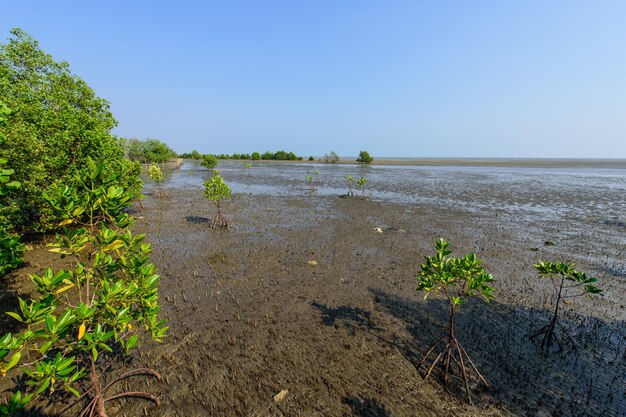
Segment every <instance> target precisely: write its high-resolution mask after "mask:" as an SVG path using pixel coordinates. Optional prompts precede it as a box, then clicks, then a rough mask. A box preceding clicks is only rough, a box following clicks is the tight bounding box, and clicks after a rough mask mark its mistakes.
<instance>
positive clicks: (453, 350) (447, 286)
mask: <svg viewBox="0 0 626 417" xmlns="http://www.w3.org/2000/svg"><path fill="white" fill-rule="evenodd" d="M448 245H449V243H448V242H446V241H445V240H443V239H439V241H438V242H437V244H436V245H435V249H436V250H437V253H435V255H433V256H425V257H424V259H425V263H423V264H422V270H421V271H420V272H419V274H418V276H417V279H418V286H417V291H424V292H425V293H426V295H425V296H424V298H426V297H428V295H429V294H430V293H431V292H442V293H443V295H444V297H445V301H446V303H447V304H448V308H449V318H448V328H447V331H446V332H445V333H444V335H443V336H442V337H440V338H439V340H437V341H436V342H435V343H434V344H433V345H432V346H431V347H430V348H429V349H428V352H427V353H426V355H424V357H423V358H422V360H420V362H419V363H418V368H419V367H421V366H422V364H423V363H424V362H425V361H426V359H427V358H428V356H429V355H430V354H431V353H433V352H435V351H436V350H437V349H439V348H441V347H443V349H441V350H440V351H439V353H436V355H437V356H436V357H435V360H434V361H433V362H432V363H431V364H430V366H429V367H428V371H427V373H426V376H425V378H424V379H428V378H429V377H430V375H431V373H432V371H433V370H434V368H435V367H436V366H437V365H438V364H439V365H440V366H441V370H440V376H441V379H442V381H443V383H444V385H446V386H447V383H448V376H449V375H451V374H452V375H456V376H460V377H461V378H462V380H463V383H464V386H465V393H466V395H467V400H468V401H469V402H470V403H471V402H472V400H471V397H470V391H469V385H468V379H467V370H468V369H467V367H466V361H467V362H468V363H469V365H470V369H472V370H474V372H475V373H476V374H477V375H478V377H479V379H480V381H482V383H483V384H485V386H487V387H488V386H489V384H488V383H487V381H486V380H485V378H484V377H483V376H482V375H481V373H480V372H479V371H478V369H477V368H476V366H475V365H474V362H473V361H472V359H471V358H470V357H469V355H468V354H467V352H465V349H463V347H462V346H461V344H460V343H459V341H458V340H457V338H456V334H455V327H454V325H455V315H456V312H457V310H458V309H460V308H461V306H462V305H463V303H464V302H465V301H466V300H467V299H468V298H470V297H474V296H482V297H483V298H484V299H485V300H486V301H489V300H490V299H492V298H494V295H493V287H492V286H491V283H492V282H493V277H492V276H491V275H490V274H487V273H486V272H485V268H484V267H483V265H482V261H480V260H479V259H477V258H476V254H474V253H471V254H468V255H464V256H463V257H462V258H449V257H448V255H449V254H450V253H452V252H451V251H450V250H449V249H448Z"/></svg>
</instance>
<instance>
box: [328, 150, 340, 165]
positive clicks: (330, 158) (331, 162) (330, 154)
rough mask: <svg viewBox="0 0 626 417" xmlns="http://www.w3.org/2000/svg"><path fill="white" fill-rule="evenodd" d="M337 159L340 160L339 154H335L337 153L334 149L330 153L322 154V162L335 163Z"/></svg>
mask: <svg viewBox="0 0 626 417" xmlns="http://www.w3.org/2000/svg"><path fill="white" fill-rule="evenodd" d="M339 161H340V159H339V155H337V153H336V152H335V151H331V152H330V153H327V154H325V155H324V162H326V163H331V164H334V163H337V162H339Z"/></svg>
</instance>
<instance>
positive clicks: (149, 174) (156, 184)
mask: <svg viewBox="0 0 626 417" xmlns="http://www.w3.org/2000/svg"><path fill="white" fill-rule="evenodd" d="M148 176H149V177H150V179H151V180H152V181H154V184H155V186H154V196H155V197H167V193H166V192H165V190H163V187H161V183H162V182H163V180H164V178H165V177H164V176H163V171H161V168H159V167H158V165H157V164H150V166H149V167H148Z"/></svg>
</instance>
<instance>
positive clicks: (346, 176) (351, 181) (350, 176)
mask: <svg viewBox="0 0 626 417" xmlns="http://www.w3.org/2000/svg"><path fill="white" fill-rule="evenodd" d="M344 178H345V180H346V185H347V186H348V193H347V194H346V195H347V196H354V195H356V194H354V178H353V177H352V175H346V176H345V177H344Z"/></svg>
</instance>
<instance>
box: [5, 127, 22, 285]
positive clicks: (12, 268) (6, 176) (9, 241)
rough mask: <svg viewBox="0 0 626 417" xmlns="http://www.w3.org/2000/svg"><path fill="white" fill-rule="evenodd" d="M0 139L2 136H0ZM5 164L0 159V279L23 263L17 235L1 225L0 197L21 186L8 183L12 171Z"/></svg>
mask: <svg viewBox="0 0 626 417" xmlns="http://www.w3.org/2000/svg"><path fill="white" fill-rule="evenodd" d="M1 139H2V136H1V135H0V140H1ZM6 162H7V161H6V159H1V158H0V278H1V277H2V276H4V274H5V273H7V272H9V271H10V270H12V269H15V268H17V267H18V266H20V265H21V264H22V262H23V261H24V259H23V258H22V255H23V254H24V245H23V244H21V243H20V239H19V236H18V235H16V234H13V233H11V231H10V230H7V227H8V225H4V224H3V223H4V222H5V221H6V220H5V219H3V218H2V216H1V213H2V211H3V209H4V208H5V207H6V206H5V200H4V199H3V198H2V197H5V196H8V195H9V193H10V192H11V191H13V190H16V189H18V188H19V187H20V185H21V184H20V183H19V182H18V181H9V179H10V176H11V175H12V174H13V172H14V171H13V170H12V169H7V168H3V167H2V166H3V165H4V164H5V163H6ZM3 220H5V221H3Z"/></svg>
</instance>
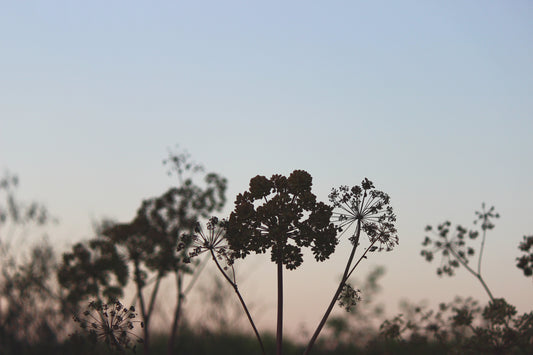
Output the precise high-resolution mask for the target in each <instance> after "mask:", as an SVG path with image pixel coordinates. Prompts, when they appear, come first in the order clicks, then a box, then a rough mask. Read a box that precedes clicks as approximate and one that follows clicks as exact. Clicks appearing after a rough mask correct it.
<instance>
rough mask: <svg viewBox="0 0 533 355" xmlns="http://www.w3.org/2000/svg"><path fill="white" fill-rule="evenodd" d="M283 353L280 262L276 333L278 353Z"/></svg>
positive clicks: (282, 266)
mask: <svg viewBox="0 0 533 355" xmlns="http://www.w3.org/2000/svg"><path fill="white" fill-rule="evenodd" d="M282 352H283V263H282V262H278V326H277V331H276V353H277V355H281V354H282Z"/></svg>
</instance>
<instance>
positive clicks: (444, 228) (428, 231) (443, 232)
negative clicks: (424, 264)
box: [420, 204, 500, 276]
mask: <svg viewBox="0 0 533 355" xmlns="http://www.w3.org/2000/svg"><path fill="white" fill-rule="evenodd" d="M499 217H500V215H499V214H498V213H496V212H495V211H494V207H491V208H489V209H488V210H485V204H482V210H481V211H476V220H475V221H474V224H476V223H477V222H481V230H482V233H483V236H482V239H483V240H484V239H485V233H486V231H487V230H490V229H493V228H494V224H493V222H492V220H493V219H494V218H499ZM426 232H428V233H430V232H431V233H432V234H433V236H430V235H426V237H425V238H424V241H423V242H422V245H423V246H424V247H426V249H423V250H422V251H421V252H420V255H422V256H423V257H424V258H425V259H426V260H427V261H428V262H431V261H432V260H433V258H434V256H435V254H438V253H441V254H442V259H441V265H440V266H439V267H438V268H437V274H438V275H439V276H441V275H443V274H444V275H448V276H453V275H454V273H455V272H454V270H455V269H457V268H458V267H459V266H460V265H461V263H462V264H463V265H466V264H468V262H469V260H470V259H471V258H472V257H473V256H474V254H475V250H474V248H473V247H471V246H469V245H468V241H469V240H474V239H476V238H477V237H478V236H479V232H478V231H476V230H468V229H466V228H465V227H463V226H461V225H457V226H456V227H455V230H453V229H452V227H451V223H450V222H449V221H446V222H443V223H441V224H440V225H438V226H437V228H436V230H434V229H433V227H432V226H427V227H426ZM435 237H436V238H435ZM482 245H483V242H482ZM480 253H481V252H480Z"/></svg>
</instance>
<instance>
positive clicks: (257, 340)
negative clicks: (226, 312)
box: [211, 250, 266, 355]
mask: <svg viewBox="0 0 533 355" xmlns="http://www.w3.org/2000/svg"><path fill="white" fill-rule="evenodd" d="M211 256H212V257H213V260H214V261H215V264H216V266H217V268H218V270H219V271H220V272H221V273H222V275H223V276H224V278H225V279H226V281H228V282H229V284H230V285H231V287H233V290H235V293H236V294H237V297H238V298H239V301H240V302H241V305H242V308H243V309H244V312H245V313H246V316H247V317H248V321H249V322H250V325H251V326H252V328H253V330H254V333H255V337H256V338H257V341H258V342H259V346H260V347H261V352H262V353H263V355H265V354H266V352H265V347H264V346H263V341H262V340H261V336H260V335H259V332H258V331H257V328H256V326H255V323H254V321H253V319H252V316H251V315H250V312H249V311H248V307H246V303H245V302H244V299H243V298H242V296H241V293H240V292H239V289H238V288H237V283H236V282H234V281H232V280H231V279H230V278H229V277H228V275H227V274H226V272H225V271H224V269H222V267H221V266H220V264H219V262H218V260H217V258H216V256H215V253H214V252H213V250H211Z"/></svg>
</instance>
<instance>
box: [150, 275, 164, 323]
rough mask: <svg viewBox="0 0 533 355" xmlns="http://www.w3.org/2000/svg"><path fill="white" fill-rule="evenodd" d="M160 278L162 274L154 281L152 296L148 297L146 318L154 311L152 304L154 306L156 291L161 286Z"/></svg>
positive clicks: (155, 298)
mask: <svg viewBox="0 0 533 355" xmlns="http://www.w3.org/2000/svg"><path fill="white" fill-rule="evenodd" d="M161 277H162V274H161V273H158V274H157V279H156V281H155V286H154V289H153V290H152V295H151V297H150V305H149V306H148V312H147V315H148V317H150V316H151V315H152V311H153V310H154V304H155V299H156V296H157V291H158V290H159V285H160V284H161Z"/></svg>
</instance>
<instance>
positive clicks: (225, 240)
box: [178, 217, 231, 263]
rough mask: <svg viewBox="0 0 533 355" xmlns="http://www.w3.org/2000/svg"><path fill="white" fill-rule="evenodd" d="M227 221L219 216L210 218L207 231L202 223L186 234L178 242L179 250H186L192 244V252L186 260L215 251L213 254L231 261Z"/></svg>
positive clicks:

════════════════

Reproduce the lines above verbatim, from the very first one down through the line containing "positive clicks: (453, 350) (447, 286)", inclusive. Leave the pictures out of your answer.

Segment every <instance> target precisely: write its high-resolution mask after "mask:" as an SVG path using pixel coordinates. Optional prompts precede it as a box, then clicks, then a rough mask. A box preceding clicks is only rough, a box following clicks is the tight bounding box, and clicks after a rough mask mark its mistakes.
<instance>
positive clicks: (453, 350) (447, 286)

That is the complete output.